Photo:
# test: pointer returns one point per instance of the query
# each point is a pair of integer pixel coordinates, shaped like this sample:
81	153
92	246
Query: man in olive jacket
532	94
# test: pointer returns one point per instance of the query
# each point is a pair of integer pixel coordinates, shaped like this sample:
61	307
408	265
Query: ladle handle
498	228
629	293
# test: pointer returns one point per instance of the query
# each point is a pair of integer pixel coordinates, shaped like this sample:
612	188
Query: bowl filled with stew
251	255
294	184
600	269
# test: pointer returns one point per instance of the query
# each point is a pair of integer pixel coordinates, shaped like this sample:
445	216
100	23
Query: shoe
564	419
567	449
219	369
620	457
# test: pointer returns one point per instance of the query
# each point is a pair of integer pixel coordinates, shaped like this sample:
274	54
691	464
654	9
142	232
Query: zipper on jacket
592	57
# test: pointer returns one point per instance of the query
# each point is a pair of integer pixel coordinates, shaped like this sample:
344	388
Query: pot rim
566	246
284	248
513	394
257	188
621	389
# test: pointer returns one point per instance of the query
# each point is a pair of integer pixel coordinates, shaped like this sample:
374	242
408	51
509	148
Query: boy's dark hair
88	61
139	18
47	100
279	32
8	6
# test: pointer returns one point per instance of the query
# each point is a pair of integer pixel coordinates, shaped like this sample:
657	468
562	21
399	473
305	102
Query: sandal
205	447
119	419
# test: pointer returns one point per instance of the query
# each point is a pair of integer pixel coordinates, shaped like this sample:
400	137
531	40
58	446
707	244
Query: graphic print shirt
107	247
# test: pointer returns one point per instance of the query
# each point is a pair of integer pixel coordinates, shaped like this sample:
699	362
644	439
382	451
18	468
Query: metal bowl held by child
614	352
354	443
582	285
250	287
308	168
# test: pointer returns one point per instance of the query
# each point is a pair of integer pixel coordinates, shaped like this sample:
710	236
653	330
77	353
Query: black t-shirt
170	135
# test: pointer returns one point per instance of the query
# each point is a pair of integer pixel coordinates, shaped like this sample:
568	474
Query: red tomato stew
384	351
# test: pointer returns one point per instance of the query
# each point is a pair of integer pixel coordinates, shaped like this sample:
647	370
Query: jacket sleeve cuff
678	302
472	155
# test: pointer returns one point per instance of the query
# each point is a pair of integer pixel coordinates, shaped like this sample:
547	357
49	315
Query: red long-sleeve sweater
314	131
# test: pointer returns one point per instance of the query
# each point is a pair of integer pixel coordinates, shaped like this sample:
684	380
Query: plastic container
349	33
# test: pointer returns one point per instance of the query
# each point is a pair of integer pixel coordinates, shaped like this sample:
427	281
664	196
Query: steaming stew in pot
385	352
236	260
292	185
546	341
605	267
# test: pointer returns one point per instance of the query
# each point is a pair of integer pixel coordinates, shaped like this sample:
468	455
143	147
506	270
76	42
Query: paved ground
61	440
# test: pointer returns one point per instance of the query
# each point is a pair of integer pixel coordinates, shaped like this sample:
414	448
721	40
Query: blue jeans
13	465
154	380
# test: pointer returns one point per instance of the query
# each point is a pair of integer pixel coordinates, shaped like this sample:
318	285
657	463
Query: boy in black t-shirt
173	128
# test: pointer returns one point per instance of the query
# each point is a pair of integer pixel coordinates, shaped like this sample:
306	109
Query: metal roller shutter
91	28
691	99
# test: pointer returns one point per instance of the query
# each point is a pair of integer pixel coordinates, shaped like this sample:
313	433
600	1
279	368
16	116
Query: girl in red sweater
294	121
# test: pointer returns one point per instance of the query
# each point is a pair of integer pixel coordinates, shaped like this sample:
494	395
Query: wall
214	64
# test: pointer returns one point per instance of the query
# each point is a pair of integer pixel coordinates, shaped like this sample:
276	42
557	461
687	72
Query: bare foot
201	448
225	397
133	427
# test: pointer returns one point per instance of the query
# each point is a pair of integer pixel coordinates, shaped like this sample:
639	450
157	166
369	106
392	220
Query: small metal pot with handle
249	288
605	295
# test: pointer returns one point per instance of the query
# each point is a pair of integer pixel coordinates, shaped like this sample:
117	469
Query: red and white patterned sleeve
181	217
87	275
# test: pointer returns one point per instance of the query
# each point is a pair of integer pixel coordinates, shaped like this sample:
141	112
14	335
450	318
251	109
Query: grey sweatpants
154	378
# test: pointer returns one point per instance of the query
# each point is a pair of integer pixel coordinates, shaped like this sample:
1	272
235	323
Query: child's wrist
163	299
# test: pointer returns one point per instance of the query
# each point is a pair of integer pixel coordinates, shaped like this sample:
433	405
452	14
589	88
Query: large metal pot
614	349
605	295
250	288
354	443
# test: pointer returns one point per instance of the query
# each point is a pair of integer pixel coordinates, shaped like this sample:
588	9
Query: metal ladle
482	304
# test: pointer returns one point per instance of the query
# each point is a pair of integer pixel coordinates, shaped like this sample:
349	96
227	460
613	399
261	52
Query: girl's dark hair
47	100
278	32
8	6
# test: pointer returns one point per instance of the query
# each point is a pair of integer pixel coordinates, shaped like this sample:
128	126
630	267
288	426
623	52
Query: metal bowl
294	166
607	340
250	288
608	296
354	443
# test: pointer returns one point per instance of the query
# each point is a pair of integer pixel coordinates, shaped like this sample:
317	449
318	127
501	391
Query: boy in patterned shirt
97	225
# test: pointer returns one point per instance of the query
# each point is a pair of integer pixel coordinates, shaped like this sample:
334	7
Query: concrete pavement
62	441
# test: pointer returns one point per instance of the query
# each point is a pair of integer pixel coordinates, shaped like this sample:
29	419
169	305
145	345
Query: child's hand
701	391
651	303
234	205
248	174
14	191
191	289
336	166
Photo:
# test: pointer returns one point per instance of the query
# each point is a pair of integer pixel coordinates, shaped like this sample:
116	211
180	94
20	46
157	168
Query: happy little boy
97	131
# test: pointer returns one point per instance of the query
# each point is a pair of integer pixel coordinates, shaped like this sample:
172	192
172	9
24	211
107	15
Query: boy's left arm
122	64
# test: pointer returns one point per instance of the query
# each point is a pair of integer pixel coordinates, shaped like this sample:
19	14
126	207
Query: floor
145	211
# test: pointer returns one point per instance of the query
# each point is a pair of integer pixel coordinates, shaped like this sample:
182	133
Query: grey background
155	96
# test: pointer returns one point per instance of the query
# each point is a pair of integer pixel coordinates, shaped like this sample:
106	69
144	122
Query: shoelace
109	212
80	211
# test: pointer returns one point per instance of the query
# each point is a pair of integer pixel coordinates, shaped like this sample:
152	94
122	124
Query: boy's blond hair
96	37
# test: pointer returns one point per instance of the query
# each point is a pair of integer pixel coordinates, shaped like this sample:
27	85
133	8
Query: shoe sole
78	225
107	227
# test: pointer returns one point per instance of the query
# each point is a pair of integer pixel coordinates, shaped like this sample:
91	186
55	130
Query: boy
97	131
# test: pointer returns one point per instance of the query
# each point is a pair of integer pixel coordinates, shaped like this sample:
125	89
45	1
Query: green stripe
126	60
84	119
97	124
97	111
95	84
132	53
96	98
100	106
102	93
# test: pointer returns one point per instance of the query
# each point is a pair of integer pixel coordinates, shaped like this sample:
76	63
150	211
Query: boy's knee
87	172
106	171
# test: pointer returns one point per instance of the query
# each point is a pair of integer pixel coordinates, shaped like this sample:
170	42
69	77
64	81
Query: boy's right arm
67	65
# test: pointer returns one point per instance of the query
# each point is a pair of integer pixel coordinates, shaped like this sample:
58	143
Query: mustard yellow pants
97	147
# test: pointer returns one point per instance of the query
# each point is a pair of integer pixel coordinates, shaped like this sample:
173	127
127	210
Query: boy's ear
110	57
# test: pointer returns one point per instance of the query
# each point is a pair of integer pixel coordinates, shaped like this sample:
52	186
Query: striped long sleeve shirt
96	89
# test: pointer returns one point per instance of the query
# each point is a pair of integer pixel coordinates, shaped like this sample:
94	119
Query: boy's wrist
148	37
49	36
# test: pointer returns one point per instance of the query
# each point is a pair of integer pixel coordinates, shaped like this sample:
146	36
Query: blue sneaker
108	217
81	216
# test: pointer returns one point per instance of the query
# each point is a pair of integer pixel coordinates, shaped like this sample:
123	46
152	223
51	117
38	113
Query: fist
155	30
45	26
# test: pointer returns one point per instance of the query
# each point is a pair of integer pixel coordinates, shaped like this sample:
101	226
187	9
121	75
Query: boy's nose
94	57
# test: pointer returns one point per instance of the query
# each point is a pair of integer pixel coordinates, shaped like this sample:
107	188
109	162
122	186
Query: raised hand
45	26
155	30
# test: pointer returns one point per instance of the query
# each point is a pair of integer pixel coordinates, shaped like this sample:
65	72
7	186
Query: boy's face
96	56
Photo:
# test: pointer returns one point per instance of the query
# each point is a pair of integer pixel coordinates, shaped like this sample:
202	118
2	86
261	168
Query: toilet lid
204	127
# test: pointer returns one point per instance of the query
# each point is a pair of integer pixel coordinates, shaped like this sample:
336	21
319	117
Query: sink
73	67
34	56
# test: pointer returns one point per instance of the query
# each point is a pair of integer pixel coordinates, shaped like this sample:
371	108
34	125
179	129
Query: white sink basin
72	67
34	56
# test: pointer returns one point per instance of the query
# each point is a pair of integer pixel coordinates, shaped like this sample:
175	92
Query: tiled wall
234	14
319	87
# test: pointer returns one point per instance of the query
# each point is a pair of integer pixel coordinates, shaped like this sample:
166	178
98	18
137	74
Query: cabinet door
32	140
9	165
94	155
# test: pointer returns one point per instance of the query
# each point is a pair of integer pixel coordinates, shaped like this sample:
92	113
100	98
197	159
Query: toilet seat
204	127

Problem to work on =>
Pick out each line of the material that contains the word "grey". Only count matches with the same capital and small letters.

Full answer =>
Query: grey sweatpants
Query: grey background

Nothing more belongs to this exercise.